#### YOUR ASSIGNMENT:
Which of the lines below include the word "banner"? Pull each one out.

Segment Start: DATA PROVIDED

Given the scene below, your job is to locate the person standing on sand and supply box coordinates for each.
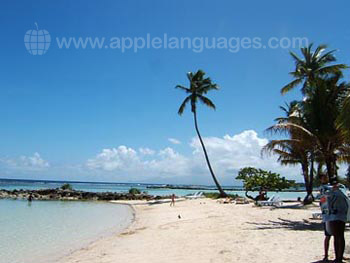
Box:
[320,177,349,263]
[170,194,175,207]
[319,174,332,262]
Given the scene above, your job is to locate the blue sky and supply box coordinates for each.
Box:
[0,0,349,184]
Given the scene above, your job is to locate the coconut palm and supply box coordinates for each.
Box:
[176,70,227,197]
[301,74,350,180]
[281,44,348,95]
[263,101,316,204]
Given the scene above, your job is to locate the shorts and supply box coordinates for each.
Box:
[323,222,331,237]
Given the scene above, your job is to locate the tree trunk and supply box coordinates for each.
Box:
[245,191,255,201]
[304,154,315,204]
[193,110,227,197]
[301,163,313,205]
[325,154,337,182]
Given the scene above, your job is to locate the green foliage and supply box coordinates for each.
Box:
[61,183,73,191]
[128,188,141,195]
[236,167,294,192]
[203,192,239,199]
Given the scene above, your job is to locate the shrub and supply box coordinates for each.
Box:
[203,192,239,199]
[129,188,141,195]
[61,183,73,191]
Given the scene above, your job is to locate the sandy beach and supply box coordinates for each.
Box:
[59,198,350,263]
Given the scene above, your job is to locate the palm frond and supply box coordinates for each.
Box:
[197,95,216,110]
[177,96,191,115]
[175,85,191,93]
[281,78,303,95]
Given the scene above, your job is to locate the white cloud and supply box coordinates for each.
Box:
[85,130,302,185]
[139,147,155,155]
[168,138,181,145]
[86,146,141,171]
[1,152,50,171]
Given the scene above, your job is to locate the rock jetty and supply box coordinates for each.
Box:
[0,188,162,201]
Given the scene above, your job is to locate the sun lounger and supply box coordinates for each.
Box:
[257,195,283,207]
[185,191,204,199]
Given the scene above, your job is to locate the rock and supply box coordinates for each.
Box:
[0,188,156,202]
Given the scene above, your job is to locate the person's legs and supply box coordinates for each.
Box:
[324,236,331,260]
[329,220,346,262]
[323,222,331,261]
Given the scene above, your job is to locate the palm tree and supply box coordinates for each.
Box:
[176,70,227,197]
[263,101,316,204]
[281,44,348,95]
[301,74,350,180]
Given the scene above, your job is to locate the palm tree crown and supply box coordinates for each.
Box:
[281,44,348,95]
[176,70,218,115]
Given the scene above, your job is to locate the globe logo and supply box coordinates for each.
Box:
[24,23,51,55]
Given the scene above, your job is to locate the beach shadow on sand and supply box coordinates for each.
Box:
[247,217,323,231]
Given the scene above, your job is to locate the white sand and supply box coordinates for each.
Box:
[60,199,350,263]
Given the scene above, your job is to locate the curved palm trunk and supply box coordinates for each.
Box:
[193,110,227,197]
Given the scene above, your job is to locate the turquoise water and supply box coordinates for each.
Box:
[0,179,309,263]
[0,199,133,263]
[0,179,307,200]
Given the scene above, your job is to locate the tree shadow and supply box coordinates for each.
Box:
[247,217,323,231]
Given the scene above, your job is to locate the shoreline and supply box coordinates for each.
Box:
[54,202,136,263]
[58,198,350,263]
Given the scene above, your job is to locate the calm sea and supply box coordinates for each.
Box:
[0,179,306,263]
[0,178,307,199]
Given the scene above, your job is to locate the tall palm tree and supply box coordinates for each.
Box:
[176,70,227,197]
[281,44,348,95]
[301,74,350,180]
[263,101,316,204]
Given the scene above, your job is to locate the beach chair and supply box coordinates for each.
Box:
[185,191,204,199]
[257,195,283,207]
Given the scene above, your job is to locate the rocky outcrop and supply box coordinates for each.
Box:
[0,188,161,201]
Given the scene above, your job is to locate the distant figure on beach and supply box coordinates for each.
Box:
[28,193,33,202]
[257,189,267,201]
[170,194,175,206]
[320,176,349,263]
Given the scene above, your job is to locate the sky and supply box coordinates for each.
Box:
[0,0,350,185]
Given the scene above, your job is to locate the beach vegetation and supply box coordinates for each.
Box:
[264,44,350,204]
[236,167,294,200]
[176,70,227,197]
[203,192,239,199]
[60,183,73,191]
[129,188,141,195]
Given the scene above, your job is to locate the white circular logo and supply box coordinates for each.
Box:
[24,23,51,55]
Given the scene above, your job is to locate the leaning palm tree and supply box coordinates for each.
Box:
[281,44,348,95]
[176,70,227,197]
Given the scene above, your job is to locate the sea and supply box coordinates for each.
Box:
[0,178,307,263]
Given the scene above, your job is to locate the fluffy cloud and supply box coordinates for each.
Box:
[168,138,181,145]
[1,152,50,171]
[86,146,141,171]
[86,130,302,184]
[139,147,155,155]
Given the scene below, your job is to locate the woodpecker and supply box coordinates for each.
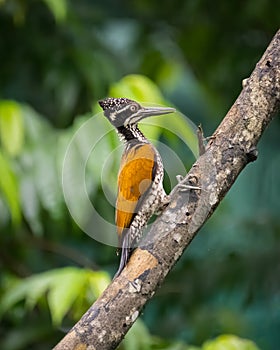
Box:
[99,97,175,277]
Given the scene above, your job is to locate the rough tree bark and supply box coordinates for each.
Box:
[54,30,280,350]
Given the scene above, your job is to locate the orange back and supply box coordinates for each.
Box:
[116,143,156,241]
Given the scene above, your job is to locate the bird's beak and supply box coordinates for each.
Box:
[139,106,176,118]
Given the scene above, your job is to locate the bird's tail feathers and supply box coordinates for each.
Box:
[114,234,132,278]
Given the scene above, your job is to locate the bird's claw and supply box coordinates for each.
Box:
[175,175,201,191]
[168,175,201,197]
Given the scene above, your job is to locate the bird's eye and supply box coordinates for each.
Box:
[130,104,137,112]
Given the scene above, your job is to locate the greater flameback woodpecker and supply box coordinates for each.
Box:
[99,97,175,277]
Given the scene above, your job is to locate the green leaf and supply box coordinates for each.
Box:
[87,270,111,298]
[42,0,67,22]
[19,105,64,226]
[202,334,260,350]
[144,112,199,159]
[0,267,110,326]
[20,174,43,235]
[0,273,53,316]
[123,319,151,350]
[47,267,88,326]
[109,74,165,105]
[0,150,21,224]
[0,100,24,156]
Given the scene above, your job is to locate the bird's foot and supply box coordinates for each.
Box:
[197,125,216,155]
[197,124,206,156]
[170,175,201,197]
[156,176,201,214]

Segment End: DATA PROVIDED
Segment Start: DATA PROVIDED

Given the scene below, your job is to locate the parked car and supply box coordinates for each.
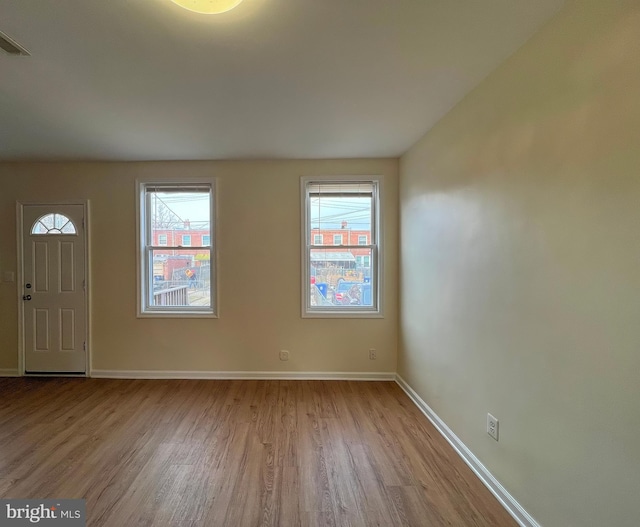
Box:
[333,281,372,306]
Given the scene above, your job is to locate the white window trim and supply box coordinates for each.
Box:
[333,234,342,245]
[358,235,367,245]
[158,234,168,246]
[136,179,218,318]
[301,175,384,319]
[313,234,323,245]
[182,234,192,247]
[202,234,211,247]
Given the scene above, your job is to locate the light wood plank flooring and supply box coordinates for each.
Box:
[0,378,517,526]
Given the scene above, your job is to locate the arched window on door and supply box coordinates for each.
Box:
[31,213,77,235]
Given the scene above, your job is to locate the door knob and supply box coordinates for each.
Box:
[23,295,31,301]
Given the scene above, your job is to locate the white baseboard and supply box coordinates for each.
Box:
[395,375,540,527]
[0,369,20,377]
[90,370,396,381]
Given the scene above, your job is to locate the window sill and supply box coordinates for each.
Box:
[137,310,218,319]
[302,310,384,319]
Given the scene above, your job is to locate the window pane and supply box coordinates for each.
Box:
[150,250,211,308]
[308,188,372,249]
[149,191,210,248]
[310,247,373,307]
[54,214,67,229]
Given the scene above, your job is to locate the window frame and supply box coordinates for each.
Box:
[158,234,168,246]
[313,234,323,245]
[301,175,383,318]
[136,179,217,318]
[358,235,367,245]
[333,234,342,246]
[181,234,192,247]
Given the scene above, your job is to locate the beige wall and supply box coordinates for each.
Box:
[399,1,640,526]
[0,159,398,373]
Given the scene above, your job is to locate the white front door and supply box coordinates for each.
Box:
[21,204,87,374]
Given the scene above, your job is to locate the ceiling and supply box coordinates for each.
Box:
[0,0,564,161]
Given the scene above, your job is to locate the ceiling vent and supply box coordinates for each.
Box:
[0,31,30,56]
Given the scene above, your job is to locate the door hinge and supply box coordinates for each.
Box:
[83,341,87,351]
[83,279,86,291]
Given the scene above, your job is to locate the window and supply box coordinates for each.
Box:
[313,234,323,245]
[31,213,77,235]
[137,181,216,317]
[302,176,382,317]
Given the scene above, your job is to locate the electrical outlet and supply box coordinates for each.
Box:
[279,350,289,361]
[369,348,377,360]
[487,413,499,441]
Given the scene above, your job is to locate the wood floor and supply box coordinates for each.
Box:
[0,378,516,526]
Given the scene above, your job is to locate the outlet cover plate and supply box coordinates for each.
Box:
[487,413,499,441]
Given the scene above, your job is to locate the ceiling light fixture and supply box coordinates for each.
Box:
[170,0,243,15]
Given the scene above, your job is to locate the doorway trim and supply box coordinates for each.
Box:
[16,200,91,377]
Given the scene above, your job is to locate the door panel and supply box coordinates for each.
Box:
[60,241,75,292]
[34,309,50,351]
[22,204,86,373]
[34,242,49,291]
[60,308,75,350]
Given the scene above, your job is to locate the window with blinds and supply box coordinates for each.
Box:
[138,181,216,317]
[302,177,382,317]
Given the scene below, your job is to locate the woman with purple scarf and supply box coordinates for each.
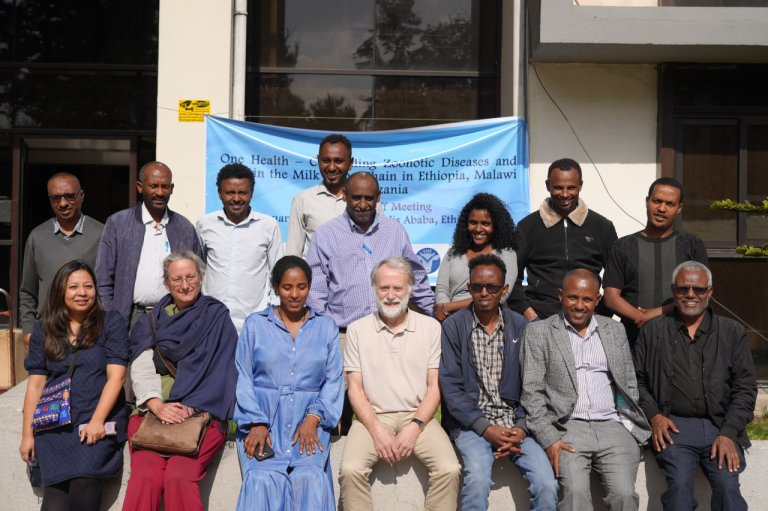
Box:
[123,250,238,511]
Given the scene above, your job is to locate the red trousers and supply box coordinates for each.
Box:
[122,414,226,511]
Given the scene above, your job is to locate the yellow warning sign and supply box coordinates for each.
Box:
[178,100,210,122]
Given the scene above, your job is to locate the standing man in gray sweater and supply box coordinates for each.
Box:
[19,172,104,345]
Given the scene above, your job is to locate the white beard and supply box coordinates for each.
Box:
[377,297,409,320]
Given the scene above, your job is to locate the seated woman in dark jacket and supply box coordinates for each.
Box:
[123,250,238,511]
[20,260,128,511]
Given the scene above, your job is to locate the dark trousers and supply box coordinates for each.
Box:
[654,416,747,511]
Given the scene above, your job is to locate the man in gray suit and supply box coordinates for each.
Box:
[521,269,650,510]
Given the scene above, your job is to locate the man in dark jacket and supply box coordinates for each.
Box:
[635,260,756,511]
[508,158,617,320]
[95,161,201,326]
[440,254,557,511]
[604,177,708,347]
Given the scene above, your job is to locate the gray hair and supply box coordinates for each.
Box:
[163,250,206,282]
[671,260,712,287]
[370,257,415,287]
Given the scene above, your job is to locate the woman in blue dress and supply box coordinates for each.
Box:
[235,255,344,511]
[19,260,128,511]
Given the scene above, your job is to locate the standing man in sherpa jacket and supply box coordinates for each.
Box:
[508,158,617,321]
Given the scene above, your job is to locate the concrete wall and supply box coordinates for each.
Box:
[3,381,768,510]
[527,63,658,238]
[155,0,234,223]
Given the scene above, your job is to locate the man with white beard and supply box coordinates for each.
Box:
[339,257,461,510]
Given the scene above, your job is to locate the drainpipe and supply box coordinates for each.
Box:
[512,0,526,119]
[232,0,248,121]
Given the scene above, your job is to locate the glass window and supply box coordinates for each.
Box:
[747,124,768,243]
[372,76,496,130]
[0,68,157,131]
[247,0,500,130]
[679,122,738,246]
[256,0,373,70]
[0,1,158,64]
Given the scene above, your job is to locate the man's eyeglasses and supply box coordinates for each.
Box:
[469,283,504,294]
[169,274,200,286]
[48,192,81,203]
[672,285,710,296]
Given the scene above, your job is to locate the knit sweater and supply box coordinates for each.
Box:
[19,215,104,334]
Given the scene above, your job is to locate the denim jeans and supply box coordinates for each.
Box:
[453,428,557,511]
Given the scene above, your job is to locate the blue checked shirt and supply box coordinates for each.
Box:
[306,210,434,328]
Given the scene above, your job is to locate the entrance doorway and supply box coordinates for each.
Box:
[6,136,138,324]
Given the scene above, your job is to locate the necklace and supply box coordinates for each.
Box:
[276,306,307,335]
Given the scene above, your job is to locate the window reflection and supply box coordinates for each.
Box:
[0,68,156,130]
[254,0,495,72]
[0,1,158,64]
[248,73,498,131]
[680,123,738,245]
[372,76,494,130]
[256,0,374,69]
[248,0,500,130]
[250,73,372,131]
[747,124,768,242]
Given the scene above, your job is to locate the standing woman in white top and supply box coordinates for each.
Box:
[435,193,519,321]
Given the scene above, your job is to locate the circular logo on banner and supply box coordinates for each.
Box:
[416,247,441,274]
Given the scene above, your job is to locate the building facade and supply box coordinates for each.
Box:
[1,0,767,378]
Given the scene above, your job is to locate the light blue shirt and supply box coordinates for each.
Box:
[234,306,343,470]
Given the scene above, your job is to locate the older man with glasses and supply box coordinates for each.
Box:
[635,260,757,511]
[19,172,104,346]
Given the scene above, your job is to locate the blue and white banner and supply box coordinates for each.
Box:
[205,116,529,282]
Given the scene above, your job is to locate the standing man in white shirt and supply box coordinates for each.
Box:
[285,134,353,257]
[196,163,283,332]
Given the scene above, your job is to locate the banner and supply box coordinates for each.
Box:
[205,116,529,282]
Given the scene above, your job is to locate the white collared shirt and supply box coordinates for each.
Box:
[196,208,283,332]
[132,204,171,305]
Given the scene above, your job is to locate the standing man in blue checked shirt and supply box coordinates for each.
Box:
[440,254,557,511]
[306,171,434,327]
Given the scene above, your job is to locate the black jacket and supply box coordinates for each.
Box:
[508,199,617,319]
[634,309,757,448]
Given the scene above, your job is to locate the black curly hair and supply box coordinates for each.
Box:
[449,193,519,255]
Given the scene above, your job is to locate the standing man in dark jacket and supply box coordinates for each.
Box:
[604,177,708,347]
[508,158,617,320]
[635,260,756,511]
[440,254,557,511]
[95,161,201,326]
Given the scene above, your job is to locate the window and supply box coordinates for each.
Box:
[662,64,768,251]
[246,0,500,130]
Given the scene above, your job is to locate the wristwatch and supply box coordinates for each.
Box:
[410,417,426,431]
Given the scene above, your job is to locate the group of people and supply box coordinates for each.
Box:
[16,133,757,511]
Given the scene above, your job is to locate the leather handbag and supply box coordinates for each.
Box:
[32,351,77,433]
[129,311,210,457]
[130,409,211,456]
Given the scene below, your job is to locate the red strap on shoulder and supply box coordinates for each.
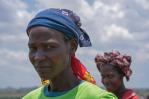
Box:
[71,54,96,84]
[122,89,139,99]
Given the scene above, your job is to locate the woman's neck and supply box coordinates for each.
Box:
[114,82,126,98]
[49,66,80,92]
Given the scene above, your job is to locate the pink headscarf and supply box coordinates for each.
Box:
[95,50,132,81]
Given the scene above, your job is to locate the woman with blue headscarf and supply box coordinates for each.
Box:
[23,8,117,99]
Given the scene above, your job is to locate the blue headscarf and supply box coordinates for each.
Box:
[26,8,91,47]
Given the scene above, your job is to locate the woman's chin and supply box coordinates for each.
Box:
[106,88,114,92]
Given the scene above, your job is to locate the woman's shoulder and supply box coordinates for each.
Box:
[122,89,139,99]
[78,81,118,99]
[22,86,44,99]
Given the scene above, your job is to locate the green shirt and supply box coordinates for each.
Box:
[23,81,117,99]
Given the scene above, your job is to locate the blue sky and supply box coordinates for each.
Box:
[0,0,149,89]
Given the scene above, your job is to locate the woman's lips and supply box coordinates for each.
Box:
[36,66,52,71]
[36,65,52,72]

Segment End: DATA PROVIDED
Segment Start: DATA PROVIDED

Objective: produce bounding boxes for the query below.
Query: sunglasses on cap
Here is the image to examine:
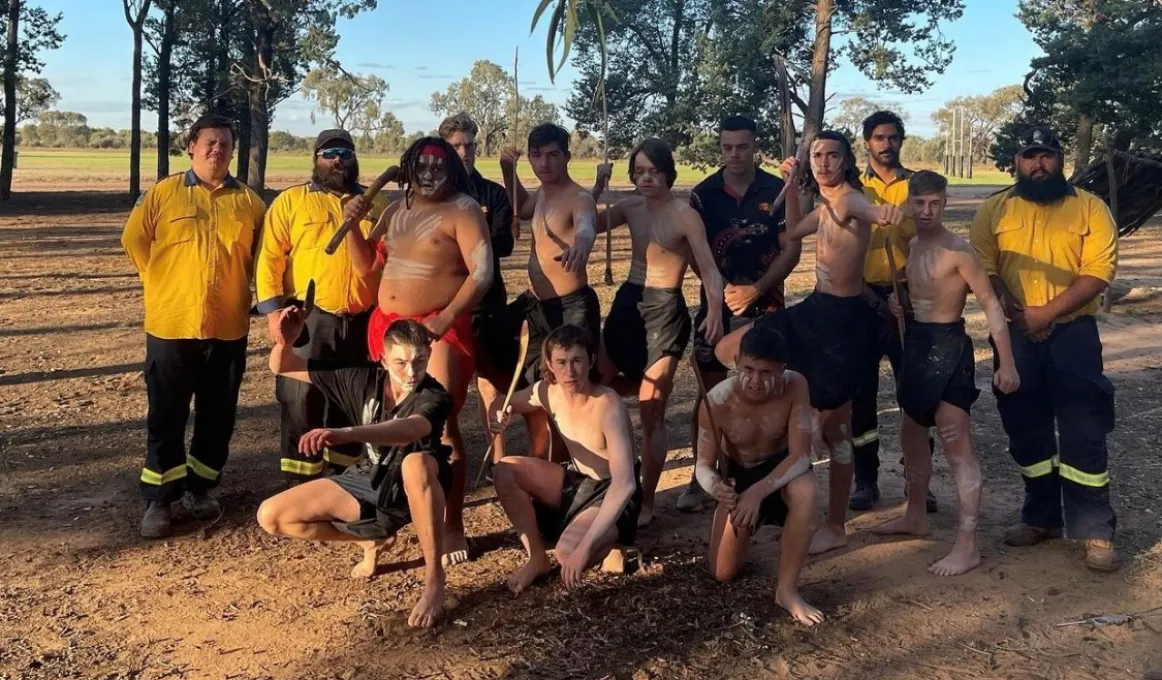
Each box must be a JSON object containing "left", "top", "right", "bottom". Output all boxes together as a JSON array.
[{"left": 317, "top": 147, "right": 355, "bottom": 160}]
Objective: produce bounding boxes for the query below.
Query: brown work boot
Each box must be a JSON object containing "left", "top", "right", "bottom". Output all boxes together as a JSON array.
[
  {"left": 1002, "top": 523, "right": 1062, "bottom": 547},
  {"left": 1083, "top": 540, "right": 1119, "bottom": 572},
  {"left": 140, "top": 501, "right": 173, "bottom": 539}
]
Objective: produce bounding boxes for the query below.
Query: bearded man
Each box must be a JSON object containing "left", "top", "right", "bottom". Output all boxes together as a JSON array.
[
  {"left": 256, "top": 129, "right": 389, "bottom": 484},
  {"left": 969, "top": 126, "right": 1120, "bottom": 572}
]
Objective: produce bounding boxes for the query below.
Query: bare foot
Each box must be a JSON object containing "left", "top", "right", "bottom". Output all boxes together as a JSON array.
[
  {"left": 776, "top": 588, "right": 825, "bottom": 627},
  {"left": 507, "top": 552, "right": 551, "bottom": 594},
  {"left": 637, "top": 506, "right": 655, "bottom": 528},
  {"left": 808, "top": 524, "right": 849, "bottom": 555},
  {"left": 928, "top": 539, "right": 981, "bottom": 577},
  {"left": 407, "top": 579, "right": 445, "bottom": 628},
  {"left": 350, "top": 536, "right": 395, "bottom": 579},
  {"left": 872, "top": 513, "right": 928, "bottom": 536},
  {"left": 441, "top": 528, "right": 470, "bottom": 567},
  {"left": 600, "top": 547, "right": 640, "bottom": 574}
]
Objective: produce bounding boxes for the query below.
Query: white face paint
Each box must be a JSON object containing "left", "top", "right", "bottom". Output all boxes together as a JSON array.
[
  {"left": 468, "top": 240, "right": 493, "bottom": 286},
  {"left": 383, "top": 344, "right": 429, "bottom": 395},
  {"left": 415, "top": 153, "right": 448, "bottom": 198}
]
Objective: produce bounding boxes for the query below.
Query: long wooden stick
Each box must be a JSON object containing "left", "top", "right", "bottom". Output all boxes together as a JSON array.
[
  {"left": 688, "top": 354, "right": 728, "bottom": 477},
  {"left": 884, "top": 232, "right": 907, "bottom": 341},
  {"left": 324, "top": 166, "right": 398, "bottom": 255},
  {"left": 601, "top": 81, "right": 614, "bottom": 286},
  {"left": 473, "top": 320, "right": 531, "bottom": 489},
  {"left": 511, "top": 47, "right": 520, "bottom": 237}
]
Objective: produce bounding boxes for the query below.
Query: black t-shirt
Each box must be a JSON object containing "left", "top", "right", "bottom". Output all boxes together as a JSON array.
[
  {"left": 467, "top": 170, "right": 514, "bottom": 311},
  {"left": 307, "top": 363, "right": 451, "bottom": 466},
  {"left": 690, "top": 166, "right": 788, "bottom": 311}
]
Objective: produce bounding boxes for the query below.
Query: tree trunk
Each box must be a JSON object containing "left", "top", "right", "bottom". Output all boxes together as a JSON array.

Segment End: DATA PROVIDED

#### EXERCISE ANSWER:
Given the scene above, your job is to locate the circular logo on banner and supply box coordinates for each.
Given the scene above, your job is to locate the blue and white banner and supply box coordinates for each.
Given the scene above, your job is to locate the banner and supply box coordinates for each.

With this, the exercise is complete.